### Written task
Copy out the records precisely, omitting pictures.

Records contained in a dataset

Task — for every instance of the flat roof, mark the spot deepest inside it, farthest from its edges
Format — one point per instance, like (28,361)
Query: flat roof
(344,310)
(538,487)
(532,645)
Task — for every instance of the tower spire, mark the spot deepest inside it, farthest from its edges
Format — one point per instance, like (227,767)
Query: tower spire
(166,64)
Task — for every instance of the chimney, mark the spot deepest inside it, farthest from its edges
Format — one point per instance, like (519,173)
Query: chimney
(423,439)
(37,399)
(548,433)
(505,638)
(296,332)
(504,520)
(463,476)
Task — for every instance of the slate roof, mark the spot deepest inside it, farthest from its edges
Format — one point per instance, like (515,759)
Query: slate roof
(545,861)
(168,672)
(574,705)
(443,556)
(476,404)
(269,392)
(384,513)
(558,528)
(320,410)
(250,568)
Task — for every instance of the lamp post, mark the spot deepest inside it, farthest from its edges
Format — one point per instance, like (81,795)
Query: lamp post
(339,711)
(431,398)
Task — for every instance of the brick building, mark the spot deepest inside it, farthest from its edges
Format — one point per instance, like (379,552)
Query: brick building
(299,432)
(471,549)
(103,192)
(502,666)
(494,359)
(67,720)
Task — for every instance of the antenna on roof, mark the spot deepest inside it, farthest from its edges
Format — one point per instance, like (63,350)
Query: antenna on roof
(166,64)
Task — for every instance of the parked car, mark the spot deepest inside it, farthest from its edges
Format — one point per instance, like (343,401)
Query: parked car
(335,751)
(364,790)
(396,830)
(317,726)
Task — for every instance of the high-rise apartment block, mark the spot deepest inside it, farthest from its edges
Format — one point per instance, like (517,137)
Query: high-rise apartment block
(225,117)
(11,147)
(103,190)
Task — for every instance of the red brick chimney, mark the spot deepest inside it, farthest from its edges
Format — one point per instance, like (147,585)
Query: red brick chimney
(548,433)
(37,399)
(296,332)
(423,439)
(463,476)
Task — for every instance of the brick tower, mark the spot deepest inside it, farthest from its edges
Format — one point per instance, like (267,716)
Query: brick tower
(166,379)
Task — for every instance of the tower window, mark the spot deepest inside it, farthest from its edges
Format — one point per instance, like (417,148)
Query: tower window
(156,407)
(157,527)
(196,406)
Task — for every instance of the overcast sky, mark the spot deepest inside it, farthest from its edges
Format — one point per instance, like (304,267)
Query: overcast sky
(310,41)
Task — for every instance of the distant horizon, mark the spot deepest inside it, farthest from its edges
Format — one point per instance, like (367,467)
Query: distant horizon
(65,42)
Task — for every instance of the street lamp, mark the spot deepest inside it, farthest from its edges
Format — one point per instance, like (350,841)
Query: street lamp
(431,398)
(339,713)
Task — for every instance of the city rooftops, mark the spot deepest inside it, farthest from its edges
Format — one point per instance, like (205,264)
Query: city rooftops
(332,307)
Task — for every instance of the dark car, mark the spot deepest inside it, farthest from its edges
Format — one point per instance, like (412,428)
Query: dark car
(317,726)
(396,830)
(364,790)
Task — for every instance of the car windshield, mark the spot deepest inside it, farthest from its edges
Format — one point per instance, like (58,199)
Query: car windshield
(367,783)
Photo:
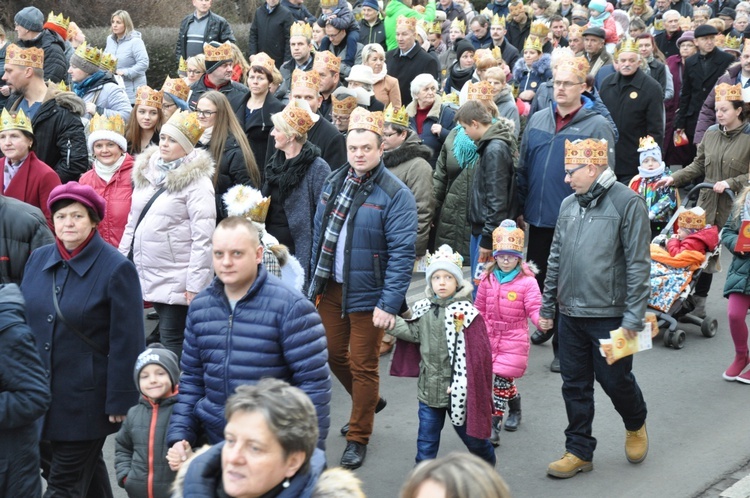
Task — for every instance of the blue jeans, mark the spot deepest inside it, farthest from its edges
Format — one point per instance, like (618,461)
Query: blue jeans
(431,422)
(580,363)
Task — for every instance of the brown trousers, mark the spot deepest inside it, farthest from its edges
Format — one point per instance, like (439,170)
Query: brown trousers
(353,355)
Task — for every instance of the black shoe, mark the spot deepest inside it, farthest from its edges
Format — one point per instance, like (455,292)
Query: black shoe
(354,455)
(378,408)
(555,365)
(540,337)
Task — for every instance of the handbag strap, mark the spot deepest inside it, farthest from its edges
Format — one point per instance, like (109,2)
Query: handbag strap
(77,332)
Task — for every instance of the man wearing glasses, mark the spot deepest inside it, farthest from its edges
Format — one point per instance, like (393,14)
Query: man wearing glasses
(540,175)
(597,281)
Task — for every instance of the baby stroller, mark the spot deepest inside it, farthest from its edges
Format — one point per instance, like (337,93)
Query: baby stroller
(682,307)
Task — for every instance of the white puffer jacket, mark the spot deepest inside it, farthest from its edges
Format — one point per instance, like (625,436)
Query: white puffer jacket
(172,250)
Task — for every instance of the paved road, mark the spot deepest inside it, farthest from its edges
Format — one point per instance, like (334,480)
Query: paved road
(697,423)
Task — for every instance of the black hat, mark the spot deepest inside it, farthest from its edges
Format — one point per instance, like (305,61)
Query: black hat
(598,32)
(705,30)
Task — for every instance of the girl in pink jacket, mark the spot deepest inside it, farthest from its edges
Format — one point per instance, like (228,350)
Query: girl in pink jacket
(507,297)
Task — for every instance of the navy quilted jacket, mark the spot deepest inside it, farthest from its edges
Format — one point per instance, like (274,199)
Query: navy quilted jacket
(273,332)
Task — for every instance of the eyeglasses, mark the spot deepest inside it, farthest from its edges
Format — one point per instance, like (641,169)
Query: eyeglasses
(569,172)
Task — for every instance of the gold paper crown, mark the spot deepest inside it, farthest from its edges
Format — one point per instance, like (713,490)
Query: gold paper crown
(89,54)
(587,151)
(409,23)
(480,91)
(115,123)
(692,219)
(108,62)
(187,123)
(396,116)
(533,43)
(343,106)
(362,119)
(221,53)
(17,122)
(145,95)
(176,87)
(497,21)
(301,29)
(261,59)
(326,60)
(29,57)
(726,92)
(507,239)
(306,79)
(539,29)
(58,20)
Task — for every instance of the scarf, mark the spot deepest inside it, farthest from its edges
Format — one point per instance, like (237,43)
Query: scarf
(464,148)
(289,173)
(107,172)
(83,87)
(339,213)
(601,185)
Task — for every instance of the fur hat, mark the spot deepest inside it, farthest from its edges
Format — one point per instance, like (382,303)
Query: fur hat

### Response
Task — for every instance of the flat roof, mark the spot deepest inside it, farthest from its edges
Format — one point per instance, like (28,361)
Query: flat roof
(344,310)
(538,487)
(532,645)
Task — for every instance of the tower spire, mark the spot deepest inside it, farthest from its edges
Format — one point per instance, like (227,767)
Query: tower spire
(166,64)
Task — for every instance of the chimney, mark the spot deepest inside it, farthest from its edges
Format — one point per instance, like (519,173)
Query: chimney
(423,439)
(37,399)
(548,433)
(505,638)
(296,332)
(504,520)
(463,476)
Task — for every instance of the slate roof, mark the spot deepest inside it, farthest from its edges
Format — one point per instance, like (515,759)
Query: slate roof
(545,861)
(168,672)
(574,705)
(443,556)
(476,404)
(269,392)
(384,513)
(558,528)
(320,410)
(250,568)
Task — for every instance of the lamp post, mark the spot deepest inside it, farthest from its edges
Format — one point per instance, like (81,795)
Query: lamp post
(339,711)
(431,398)
Task — for every instance of the brick building, mark the spot deepest inside it, farthest from its edges
Format — one point per instance, like (379,552)
Query: brick building
(299,432)
(471,549)
(103,192)
(502,666)
(494,359)
(67,720)
Task — for every instance of the antenna on roof, mark the spot deepest inside it, farthest from its edges
Format — one point per instance, like (63,350)
Query: antenna on roof
(166,64)
Task — for every instance of the parked car, mark the spot deepest inside it, farthest from its edges
Format — one point per instance, like (343,401)
Query: parked car
(335,751)
(364,790)
(396,830)
(317,726)
Task — for every instance of the high-rise apartment block, mark the spot deepest inside it, farthest from its edges
Format — one point per instance, like (517,137)
Query: high-rise apartment block
(225,117)
(11,147)
(103,190)
Task — for every instance of the red brick chimney, mark the spot deepest inside it, farthest from its edges
Format — one point per instance, like (147,585)
Query: red brick chimney
(548,433)
(37,399)
(296,332)
(423,439)
(463,476)
Task — for every instance of the brick tower, mark the spot deepest inside it, farthest from its edges
Format — one point per instance, like (267,716)
Query: brick tower
(166,379)
Task — for every instance of the tower window, mark the spot deepest inside it, farthest from its edges
Format — one point per instance, like (417,148)
Query: tower window
(156,407)
(157,527)
(196,406)
Task — for every instance of the overcast sky, mark the spot deepest inside it, farthest from its edges
Format — one point per instance, like (304,267)
Query: overcast sky
(310,41)
Task — for every instance of the distant horizon, mark the spot deepest inside it, farthest from its edges
Format — one point per instance, like (367,467)
Query: distant horizon
(65,42)
Task — for every instance of the street lamp, mark the spot deepest inside it, farthest from its edges
Format — one point per instance, like (350,841)
Query: street lamp
(431,398)
(339,713)
Task — for every instance of the city rooftops, mark the spot deepest inside it, farthest from its edges
Format — one point per instance, like (205,264)
Query: city rooftops
(332,307)
Task — for every instance of the dark car, mark the spot deepest inside it, farthest from its edges
Format — one point per instance, like (412,428)
Query: dark car
(317,726)
(396,830)
(364,790)
Task — for every instance of the car windshield, mark the spot deepest inside it, farthest from its edges
Format — one point per instance, like (58,199)
Query: car windshield
(367,783)
Photo:
Task — for every instance of the blue jeans, mark the spot deepest inside it, farthest from its edges
Format — one point per instance, like (618,461)
Query: blue jeans
(431,422)
(580,363)
Task — for every instance of the brown trousers, mark the spot deepest inside it, farthest from its edges
Format — one point per instance, like (439,170)
Query: brown trousers
(353,355)
Task — for every instance of the black shoe, mark the spot deepest inside it, farthest from its edges
Format — one point per instance, like (455,292)
Query: black shoe
(354,455)
(378,408)
(555,365)
(540,337)
Task — for every instance of the handbag strap, mark the spot deepest inside it, farthest from its edges
Format — one point per instance, like (109,2)
Query: handbag strap
(77,332)
Task — for every instance of the man wearing glasses, mark the spot deepest inside it, farthest from its edges
Format — one point per instance, like (393,14)
Query: man wearing glasses
(540,175)
(597,281)
Task — for every instance of the baby stroller, mark the spot deepest inside it, farthest from its edges
Format — one point per instance, like (337,93)
Query: baby stroller
(682,307)
Task — for every instance of the white puffer jacket, mark the spot deepest inside it, farthest from its edges
Format — one point per instance, like (625,436)
Query: white puffer jacket
(172,250)
Task — for every instance of the paved road, mark the spot deepest inside it, farthest from its edges
Format — one point per instance, like (334,480)
Query: paved road
(697,423)
Task — for every instance of the black hat, mark the spot deepest inside it, farthest from its edges
Format — one point per instance, like (305,61)
Query: black hat
(598,32)
(705,30)
Task — for every instance of the girl in pink jacket, mark the spot deepest inside it, farthest from its edges
Format — one point per instance, like (228,350)
Query: girl in pink jacket
(507,297)
Task — for every instance of the navy quilted jacket, mark the spot deepest inside it, farthest from its edges
Format — one point per instance, like (274,199)
Query: navy quilted jacket
(273,332)
Task — for every instance of the eyeglasses, mark the spot deepest inside it, farthest from its edges
Format — one point per instance, like (641,169)
Query: eyeglasses
(569,172)
Task — for every instance of the gold paper crown, mark the spot deepest inside it, farthest from its edges
Format — one point per instance, like (713,490)
Query: gold paper crown
(89,54)
(587,151)
(409,23)
(480,91)
(115,123)
(692,219)
(108,62)
(187,123)
(396,116)
(533,43)
(343,106)
(362,119)
(221,53)
(17,122)
(145,95)
(176,87)
(497,21)
(301,29)
(261,59)
(326,60)
(29,57)
(726,92)
(507,239)
(306,79)
(539,29)
(58,20)
Task — for every instance of the scarf, mark the spot deepest inside it, farthest from its edges
Format — one point per instance, like (237,43)
Query: scarf
(464,148)
(289,173)
(107,172)
(83,87)
(339,213)
(601,185)
Task — for every instance of the fur hat, mark the spot deepest inside it, farthest from its edges
Format — one point per instance, like (382,303)
Query: fur hat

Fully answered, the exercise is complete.